━━━ EXTRAIT ━━━

Face à l’abîme, on se rapproche dangereusement du bord, près à basculer, tandis que nos regards hypnotisés plongent dans l'infinité du gouffre. C'est un peu le ressenti que j'ai en repensant à Far Cry 3, j'aime bien cette impression. Ou pour se replacer dans le référentiel du jeu, c'est comme Alice qui fait sa chute dans le trou du lapin, une descente semblant infinie et où se mêlent le merveilleux, l'étrangeté et l'effrayant (http://goo.gl/F9vOQu).

━━━

> _EXERCICE COURT 1_
Recopiez la partie de l'extrait située entre « Face à l’abîme, on » et « et l'effrayant (http://goo.gl/F9vOQu). », ces deux segments compris.
> _EXERCICE COURT 2_
Répondez à ces questions sur l'extrait :
(a) Quel jeu est cité comme source du ressenti décrit ?
(b) Quel personnage sert de comparaison pour évoquer la chute ?
(c) Quelles trois choses se mêlent dans cette descente ?
Les enregistrements ne sont pas utiles ici.

━━━ DONNÉES AFFICHÉES ━━━

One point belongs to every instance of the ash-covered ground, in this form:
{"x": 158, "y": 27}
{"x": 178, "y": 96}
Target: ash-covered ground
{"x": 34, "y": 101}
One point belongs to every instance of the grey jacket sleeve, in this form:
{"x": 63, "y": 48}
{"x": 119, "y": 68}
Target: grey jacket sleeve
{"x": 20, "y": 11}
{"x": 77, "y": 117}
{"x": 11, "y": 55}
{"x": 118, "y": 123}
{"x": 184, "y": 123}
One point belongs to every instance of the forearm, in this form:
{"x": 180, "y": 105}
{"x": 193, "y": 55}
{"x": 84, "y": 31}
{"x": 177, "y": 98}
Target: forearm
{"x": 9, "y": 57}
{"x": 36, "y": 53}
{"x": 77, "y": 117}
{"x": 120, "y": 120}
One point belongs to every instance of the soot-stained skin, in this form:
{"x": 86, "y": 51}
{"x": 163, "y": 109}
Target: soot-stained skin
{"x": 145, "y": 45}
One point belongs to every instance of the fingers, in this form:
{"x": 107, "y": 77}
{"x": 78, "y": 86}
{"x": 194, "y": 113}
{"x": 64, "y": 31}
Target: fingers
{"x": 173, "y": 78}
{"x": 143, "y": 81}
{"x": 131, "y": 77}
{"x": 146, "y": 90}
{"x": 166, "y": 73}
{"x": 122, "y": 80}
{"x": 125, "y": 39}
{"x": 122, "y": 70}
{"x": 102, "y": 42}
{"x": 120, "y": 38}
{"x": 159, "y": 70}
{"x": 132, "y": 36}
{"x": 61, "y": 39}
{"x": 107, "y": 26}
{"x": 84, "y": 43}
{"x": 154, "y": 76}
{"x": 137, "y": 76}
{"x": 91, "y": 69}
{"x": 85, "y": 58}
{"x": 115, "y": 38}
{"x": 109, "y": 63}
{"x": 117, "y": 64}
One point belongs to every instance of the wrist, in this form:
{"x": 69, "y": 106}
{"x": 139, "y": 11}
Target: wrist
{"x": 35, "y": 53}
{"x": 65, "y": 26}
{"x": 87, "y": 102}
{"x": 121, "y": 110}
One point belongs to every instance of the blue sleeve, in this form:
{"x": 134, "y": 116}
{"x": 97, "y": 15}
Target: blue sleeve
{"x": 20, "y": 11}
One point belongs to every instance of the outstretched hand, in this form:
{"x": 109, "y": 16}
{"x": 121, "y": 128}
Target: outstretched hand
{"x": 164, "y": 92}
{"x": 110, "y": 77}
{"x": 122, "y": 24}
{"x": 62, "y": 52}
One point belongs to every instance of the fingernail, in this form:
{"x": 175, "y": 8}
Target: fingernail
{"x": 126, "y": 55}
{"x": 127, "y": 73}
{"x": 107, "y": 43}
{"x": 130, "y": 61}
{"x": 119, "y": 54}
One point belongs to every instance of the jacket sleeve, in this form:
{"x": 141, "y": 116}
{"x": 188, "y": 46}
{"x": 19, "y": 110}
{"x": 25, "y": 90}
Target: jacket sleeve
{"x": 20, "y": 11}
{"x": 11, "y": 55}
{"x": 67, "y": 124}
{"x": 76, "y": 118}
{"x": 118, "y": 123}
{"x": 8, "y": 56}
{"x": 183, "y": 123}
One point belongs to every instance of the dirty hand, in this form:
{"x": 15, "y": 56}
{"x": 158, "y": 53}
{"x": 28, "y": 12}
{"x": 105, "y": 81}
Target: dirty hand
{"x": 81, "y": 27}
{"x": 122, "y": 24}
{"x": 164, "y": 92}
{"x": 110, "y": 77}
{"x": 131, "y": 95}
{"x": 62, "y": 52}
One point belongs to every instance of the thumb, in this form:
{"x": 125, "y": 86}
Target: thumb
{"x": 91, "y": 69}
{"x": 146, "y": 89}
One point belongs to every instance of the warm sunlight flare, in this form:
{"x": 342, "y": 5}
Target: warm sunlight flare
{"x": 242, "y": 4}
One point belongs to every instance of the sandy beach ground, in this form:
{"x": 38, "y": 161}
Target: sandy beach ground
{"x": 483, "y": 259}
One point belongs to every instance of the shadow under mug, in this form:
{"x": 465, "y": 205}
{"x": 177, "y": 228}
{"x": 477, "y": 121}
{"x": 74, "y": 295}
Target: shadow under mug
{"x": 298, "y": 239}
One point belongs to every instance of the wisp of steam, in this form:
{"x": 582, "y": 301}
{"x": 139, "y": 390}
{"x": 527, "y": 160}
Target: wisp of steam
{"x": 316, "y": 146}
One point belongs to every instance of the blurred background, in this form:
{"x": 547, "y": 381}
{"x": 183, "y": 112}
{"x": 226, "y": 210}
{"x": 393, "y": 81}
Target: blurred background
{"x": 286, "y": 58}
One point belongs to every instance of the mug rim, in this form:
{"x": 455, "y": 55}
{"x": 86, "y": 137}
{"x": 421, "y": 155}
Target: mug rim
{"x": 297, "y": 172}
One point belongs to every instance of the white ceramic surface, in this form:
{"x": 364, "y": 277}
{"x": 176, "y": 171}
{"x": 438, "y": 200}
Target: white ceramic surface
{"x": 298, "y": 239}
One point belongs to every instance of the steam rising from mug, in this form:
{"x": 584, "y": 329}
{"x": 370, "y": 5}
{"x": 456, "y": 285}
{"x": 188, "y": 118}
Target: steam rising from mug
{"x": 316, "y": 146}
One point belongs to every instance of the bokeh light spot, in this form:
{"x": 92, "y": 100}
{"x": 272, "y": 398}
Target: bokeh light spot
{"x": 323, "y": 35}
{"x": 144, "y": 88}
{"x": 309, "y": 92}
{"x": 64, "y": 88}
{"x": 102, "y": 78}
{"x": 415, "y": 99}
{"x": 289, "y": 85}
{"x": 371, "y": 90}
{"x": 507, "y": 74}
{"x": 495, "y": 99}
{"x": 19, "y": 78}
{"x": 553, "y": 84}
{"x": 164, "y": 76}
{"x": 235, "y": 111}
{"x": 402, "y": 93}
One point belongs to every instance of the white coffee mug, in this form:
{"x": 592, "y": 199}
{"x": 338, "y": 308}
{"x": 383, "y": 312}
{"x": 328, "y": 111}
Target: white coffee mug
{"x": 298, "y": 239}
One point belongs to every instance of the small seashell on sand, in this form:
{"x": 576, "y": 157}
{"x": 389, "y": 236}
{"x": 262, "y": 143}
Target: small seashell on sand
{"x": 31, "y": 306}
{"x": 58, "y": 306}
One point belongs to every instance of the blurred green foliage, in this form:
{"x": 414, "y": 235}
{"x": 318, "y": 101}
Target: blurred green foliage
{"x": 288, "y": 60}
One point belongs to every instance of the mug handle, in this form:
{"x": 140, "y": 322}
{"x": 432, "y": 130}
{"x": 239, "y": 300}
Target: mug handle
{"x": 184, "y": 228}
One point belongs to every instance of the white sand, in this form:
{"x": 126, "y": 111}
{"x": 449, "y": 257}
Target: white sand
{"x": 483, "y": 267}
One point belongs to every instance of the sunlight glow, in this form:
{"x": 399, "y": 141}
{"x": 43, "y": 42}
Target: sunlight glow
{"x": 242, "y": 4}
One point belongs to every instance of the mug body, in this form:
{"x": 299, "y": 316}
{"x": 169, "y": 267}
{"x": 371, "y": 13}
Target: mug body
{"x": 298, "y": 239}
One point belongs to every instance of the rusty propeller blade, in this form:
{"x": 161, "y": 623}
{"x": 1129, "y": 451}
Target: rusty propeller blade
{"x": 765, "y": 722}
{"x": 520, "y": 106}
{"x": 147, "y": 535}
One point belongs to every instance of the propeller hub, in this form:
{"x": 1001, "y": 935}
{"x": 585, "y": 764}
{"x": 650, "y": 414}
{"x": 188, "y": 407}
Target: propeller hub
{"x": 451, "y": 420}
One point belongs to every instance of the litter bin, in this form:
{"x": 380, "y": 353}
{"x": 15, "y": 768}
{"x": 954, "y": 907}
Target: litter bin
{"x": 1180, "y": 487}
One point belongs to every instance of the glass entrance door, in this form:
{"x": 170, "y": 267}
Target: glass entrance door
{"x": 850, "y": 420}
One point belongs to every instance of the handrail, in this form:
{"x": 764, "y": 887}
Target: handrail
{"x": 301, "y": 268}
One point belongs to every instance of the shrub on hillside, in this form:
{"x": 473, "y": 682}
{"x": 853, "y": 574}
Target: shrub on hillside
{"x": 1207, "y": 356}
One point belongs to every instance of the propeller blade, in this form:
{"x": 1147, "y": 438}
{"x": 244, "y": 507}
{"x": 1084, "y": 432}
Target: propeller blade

━━━

> _SOLUTION 1_
Face à l’abîme, on se rapproche dangereusement du bord, près à basculer, tandis que nos regards hypnotisés plongent dans l'infinité du gouffre. C'est un peu le ressenti que j'ai en repensant à Far Cry 3, j'aime bien cette impression. Ou pour se replacer dans le référentiel du jeu, c'est comme Alice qui fait sa chute dans le trou du lapin, une descente semblant infinie et où se mêlent le merveilleux, l'étrangeté et l'effrayant (http://goo.gl/F9vOQu).

> _SOLUTION 2_
(a) Far Cry 3.
(b) Alice, qui tombe dans le trou du lapin.
(c) Le merveilleux, l'étrangeté et l'effrayant.